Stated task: Identify each line in the entries below that contains the string "hair" and copy it out in full, treating uppercase and lowercase letters as different.

Collected data entries
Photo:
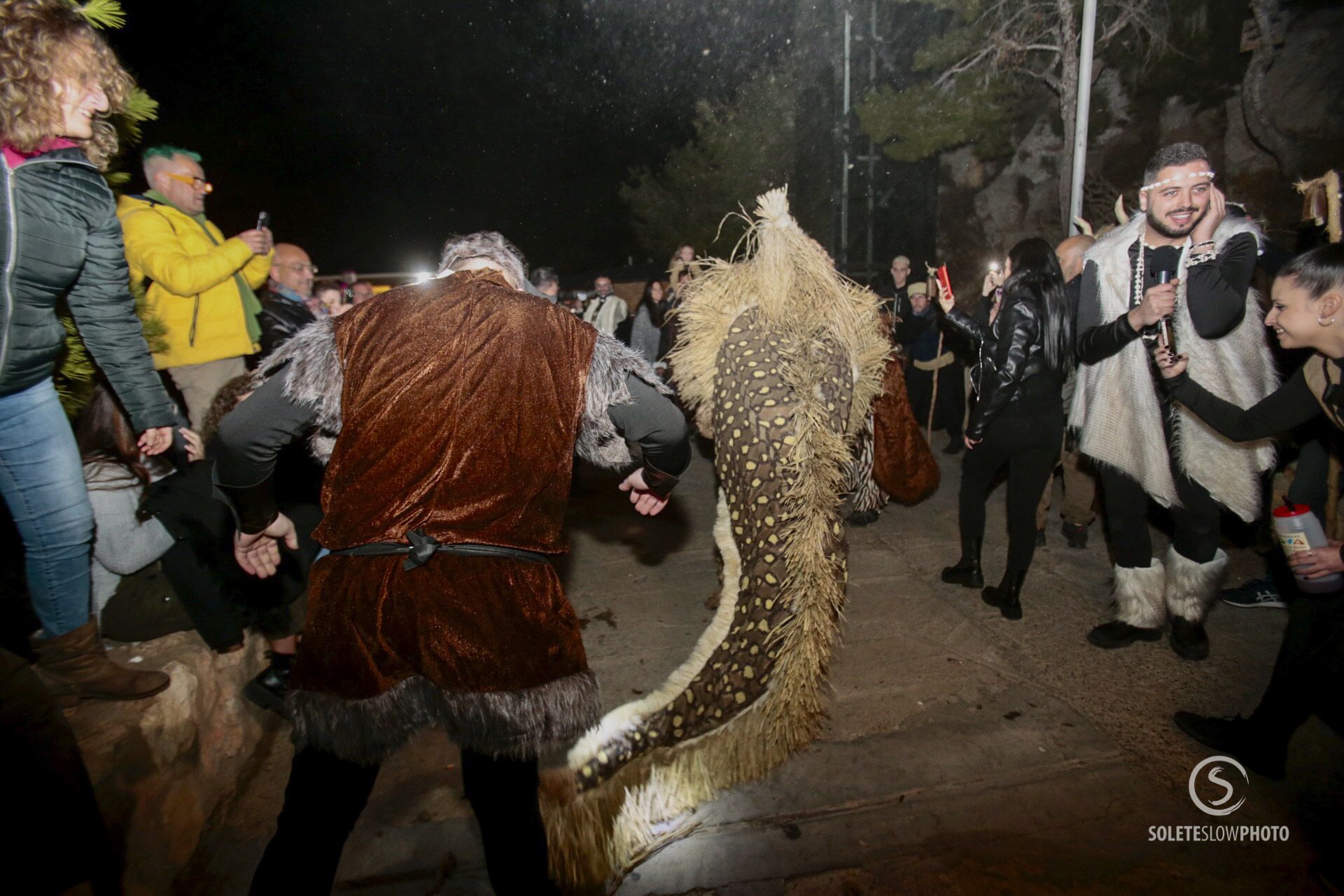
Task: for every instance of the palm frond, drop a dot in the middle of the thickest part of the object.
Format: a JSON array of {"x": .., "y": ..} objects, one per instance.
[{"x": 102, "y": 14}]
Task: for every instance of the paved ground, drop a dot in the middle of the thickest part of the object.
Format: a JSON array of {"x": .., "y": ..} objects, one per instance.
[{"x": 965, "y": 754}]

==

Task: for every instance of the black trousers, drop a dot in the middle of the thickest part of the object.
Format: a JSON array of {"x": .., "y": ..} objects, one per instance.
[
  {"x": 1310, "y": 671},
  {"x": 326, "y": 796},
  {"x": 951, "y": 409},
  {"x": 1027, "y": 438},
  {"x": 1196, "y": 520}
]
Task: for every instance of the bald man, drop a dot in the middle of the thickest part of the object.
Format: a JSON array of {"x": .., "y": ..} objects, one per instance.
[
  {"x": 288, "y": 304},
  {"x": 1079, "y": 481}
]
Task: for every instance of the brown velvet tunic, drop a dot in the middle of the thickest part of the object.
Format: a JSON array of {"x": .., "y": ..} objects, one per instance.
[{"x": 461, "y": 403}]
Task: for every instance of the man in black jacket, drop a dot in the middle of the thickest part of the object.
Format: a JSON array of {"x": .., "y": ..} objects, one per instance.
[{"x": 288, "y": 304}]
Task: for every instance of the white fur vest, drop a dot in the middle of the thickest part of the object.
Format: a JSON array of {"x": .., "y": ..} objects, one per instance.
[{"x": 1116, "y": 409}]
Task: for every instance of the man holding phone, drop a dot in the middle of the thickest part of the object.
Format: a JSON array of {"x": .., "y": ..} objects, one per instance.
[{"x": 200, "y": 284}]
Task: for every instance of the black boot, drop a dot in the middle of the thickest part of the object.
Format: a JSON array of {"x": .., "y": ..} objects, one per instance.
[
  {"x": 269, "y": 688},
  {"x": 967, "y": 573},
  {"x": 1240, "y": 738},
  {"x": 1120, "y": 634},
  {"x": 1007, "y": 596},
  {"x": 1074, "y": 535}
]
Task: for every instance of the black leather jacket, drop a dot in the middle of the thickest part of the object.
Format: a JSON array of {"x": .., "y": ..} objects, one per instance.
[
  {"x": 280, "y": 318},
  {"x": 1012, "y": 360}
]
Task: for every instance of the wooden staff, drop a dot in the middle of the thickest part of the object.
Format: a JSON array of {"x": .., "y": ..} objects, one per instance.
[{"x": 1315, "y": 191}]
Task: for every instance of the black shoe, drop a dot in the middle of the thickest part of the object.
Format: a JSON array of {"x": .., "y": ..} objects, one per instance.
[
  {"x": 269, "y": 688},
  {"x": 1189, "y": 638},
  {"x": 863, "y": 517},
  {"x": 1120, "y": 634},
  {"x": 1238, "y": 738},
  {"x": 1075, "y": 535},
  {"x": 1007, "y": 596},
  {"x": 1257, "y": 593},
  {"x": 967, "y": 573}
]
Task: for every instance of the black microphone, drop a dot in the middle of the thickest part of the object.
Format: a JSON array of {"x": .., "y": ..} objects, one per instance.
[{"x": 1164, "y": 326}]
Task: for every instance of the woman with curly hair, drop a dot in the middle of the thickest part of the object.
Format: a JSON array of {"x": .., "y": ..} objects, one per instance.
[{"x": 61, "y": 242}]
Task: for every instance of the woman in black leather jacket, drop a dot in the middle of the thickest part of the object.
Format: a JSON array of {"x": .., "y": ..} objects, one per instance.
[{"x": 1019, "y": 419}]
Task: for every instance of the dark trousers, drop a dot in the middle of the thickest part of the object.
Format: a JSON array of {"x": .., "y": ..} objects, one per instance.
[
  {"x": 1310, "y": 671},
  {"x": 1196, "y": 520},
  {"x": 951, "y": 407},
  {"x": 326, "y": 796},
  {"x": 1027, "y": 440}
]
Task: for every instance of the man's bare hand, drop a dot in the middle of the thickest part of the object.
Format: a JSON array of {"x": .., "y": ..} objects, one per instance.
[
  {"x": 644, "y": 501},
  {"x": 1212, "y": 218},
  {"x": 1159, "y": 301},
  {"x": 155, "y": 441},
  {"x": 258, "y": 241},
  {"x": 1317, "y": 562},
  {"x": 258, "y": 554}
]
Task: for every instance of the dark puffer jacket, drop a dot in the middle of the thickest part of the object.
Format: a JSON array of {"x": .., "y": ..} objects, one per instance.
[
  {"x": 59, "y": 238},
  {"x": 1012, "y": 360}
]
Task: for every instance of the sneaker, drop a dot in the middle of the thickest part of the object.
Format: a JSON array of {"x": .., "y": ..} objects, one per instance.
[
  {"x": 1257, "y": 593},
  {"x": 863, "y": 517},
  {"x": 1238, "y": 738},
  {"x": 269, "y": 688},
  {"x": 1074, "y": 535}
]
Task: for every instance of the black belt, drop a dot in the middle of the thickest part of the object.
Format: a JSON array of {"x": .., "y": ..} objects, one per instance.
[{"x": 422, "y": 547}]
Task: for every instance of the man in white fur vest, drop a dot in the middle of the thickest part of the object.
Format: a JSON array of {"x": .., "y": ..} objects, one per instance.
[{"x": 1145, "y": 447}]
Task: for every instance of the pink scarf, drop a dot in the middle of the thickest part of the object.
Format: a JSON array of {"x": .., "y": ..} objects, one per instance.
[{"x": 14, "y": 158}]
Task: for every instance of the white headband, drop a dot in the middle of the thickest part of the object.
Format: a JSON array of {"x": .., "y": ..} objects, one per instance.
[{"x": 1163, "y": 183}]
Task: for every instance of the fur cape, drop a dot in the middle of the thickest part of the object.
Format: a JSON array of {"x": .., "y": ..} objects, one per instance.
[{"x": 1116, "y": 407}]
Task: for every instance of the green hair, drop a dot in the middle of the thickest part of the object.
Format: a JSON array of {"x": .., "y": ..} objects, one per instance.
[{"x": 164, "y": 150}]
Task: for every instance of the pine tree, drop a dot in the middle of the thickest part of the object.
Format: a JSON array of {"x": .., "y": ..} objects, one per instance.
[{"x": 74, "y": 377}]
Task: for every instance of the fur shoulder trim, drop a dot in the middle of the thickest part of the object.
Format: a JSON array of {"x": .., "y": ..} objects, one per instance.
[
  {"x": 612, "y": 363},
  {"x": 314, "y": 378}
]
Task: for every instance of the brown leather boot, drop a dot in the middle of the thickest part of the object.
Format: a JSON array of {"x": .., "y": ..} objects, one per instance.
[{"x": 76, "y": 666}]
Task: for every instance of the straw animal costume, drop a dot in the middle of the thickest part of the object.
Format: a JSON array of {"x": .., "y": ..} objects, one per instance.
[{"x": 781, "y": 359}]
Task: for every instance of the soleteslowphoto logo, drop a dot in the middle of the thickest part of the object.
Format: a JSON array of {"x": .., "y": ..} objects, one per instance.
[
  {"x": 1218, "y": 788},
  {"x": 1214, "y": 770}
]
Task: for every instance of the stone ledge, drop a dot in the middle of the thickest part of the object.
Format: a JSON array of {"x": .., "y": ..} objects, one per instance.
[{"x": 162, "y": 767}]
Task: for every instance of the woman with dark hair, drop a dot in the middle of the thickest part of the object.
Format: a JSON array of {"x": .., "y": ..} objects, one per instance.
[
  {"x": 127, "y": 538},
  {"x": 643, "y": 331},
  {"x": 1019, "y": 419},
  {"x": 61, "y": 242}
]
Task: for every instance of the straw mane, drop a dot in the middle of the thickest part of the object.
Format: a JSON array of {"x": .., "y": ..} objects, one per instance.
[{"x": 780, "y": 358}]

...

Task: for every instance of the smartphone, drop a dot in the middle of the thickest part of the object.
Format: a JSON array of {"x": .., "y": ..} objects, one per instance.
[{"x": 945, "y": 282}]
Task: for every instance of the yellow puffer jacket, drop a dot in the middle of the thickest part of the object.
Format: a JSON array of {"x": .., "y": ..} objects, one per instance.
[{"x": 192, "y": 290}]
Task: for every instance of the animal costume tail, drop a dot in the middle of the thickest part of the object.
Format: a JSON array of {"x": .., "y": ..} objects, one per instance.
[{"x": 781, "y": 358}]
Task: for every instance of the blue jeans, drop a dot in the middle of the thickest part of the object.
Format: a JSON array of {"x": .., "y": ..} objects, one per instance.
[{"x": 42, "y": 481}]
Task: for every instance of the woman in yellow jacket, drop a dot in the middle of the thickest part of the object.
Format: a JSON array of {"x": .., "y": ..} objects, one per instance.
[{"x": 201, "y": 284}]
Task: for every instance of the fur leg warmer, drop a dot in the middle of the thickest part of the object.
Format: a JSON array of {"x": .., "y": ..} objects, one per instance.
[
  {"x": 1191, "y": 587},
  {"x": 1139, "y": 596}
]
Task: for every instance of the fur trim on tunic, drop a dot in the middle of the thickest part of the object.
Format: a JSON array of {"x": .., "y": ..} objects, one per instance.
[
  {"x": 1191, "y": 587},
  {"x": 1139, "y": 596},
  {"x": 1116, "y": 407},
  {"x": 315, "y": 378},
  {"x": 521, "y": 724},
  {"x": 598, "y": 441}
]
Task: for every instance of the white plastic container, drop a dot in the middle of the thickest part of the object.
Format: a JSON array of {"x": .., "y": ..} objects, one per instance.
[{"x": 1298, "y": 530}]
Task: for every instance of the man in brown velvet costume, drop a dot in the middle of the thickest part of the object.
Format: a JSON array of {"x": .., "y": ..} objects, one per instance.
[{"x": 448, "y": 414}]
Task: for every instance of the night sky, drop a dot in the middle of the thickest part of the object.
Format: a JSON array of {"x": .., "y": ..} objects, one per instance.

Result of the exercise:
Task: for every instance of the woman with curly hair, drop a dot in the middle of the thickest part of the object.
Task: for every instance of the green hair, drop a dot in the middle of the thickest part of the object.
Task: for every instance of the woman with dark hair, drop a dot in the middle of the thickest part of the object.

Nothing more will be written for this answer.